Excerpt from a dataset
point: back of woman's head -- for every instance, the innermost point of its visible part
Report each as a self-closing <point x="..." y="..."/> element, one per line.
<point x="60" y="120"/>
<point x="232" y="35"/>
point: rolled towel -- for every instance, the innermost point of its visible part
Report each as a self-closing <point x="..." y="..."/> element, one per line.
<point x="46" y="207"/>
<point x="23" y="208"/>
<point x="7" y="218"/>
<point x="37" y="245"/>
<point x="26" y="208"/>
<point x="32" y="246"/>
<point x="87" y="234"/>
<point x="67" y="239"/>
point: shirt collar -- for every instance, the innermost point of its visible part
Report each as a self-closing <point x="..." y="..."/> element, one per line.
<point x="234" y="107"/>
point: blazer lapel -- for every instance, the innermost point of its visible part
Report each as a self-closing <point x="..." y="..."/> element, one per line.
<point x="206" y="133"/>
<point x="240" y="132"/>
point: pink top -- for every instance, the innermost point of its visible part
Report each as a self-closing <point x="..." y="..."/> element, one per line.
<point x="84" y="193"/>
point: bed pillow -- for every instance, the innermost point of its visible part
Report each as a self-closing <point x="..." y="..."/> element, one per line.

### Given problem
Rewrite the records from the line with "point: pink top" through the end, putting "sofa cushion" in place of "bed pillow" and leaving everything else as it is.

### Result for this task
point: pink top -- for every instance, the innermost point of its visible part
Report each as a self-closing <point x="..." y="..."/> element, one per line.
<point x="84" y="193"/>
point: sofa cushion -- for every instance, the innermost point of its visible part
Report each as a self-closing <point x="..." y="..."/> element, one per line.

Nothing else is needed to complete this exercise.